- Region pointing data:
╔══
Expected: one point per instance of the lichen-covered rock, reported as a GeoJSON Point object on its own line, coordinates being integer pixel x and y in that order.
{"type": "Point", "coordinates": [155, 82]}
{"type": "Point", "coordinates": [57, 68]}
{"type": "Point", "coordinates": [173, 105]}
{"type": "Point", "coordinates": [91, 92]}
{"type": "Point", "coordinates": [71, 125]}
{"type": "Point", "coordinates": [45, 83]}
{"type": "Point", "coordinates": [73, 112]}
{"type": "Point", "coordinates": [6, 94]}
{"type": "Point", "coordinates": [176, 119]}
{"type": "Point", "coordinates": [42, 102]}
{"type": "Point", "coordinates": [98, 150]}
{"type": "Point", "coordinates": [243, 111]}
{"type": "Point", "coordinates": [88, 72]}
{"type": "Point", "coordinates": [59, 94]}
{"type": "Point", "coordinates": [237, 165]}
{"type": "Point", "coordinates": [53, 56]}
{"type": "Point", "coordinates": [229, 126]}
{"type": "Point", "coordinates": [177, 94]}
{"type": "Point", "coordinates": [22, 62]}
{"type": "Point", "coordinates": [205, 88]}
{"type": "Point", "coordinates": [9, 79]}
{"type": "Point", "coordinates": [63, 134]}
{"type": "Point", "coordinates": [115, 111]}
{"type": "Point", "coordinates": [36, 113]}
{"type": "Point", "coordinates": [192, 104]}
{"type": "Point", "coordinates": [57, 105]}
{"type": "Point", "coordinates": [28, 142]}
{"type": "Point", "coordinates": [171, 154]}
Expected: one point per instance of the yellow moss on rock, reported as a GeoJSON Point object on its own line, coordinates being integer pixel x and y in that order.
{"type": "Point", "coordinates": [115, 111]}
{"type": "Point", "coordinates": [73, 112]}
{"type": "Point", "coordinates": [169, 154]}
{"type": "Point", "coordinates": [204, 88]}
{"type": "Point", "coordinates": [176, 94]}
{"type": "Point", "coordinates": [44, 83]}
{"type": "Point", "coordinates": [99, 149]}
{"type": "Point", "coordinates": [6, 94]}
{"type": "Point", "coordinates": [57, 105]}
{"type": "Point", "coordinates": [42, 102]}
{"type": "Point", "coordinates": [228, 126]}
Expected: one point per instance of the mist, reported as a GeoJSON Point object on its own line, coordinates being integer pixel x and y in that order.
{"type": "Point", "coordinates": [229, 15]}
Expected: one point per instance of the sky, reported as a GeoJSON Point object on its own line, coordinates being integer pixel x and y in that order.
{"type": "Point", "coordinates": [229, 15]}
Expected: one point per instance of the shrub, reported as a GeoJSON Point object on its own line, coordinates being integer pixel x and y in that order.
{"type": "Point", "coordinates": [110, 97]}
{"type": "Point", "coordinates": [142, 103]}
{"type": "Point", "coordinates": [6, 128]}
╚══
- ASSIGNED TASK: Make sure every record is repeated exactly.

- TASK SOLUTION:
Expected: one point per instance of the lichen-covered rock, reported as a GeoJSON Point object on its own line, coordinates being integer pixel x and y in that order.
{"type": "Point", "coordinates": [155, 82]}
{"type": "Point", "coordinates": [57, 68]}
{"type": "Point", "coordinates": [173, 105]}
{"type": "Point", "coordinates": [91, 92]}
{"type": "Point", "coordinates": [71, 125]}
{"type": "Point", "coordinates": [45, 83]}
{"type": "Point", "coordinates": [73, 112]}
{"type": "Point", "coordinates": [6, 94]}
{"type": "Point", "coordinates": [176, 119]}
{"type": "Point", "coordinates": [42, 102]}
{"type": "Point", "coordinates": [98, 150]}
{"type": "Point", "coordinates": [243, 111]}
{"type": "Point", "coordinates": [88, 72]}
{"type": "Point", "coordinates": [59, 94]}
{"type": "Point", "coordinates": [237, 165]}
{"type": "Point", "coordinates": [53, 56]}
{"type": "Point", "coordinates": [229, 126]}
{"type": "Point", "coordinates": [177, 94]}
{"type": "Point", "coordinates": [22, 62]}
{"type": "Point", "coordinates": [205, 88]}
{"type": "Point", "coordinates": [9, 79]}
{"type": "Point", "coordinates": [63, 134]}
{"type": "Point", "coordinates": [115, 111]}
{"type": "Point", "coordinates": [36, 113]}
{"type": "Point", "coordinates": [192, 104]}
{"type": "Point", "coordinates": [57, 105]}
{"type": "Point", "coordinates": [28, 142]}
{"type": "Point", "coordinates": [171, 154]}
Expected: one point per instance of the yellow moss on rock, reported as a GeoJSON Point object on its own line, coordinates being integer pixel x and y in that order.
{"type": "Point", "coordinates": [115, 111]}
{"type": "Point", "coordinates": [73, 112]}
{"type": "Point", "coordinates": [169, 154]}
{"type": "Point", "coordinates": [204, 88]}
{"type": "Point", "coordinates": [176, 94]}
{"type": "Point", "coordinates": [44, 83]}
{"type": "Point", "coordinates": [99, 149]}
{"type": "Point", "coordinates": [6, 94]}
{"type": "Point", "coordinates": [57, 105]}
{"type": "Point", "coordinates": [42, 102]}
{"type": "Point", "coordinates": [228, 126]}
Expected: one point per instance of the mist, reported as a GeoJSON Point object on its own line, coordinates being integer pixel x and y in that order.
{"type": "Point", "coordinates": [229, 15]}
Expected: one point per instance of the sky, reported as a GeoJSON Point object on its own line, coordinates being integer pixel x and y in that order.
{"type": "Point", "coordinates": [229, 15]}
Expected: one point per instance of the shrub, reported as a GeoJSON Point object on its own line, coordinates being integer pixel x and y in that order.
{"type": "Point", "coordinates": [110, 97]}
{"type": "Point", "coordinates": [142, 103]}
{"type": "Point", "coordinates": [6, 128]}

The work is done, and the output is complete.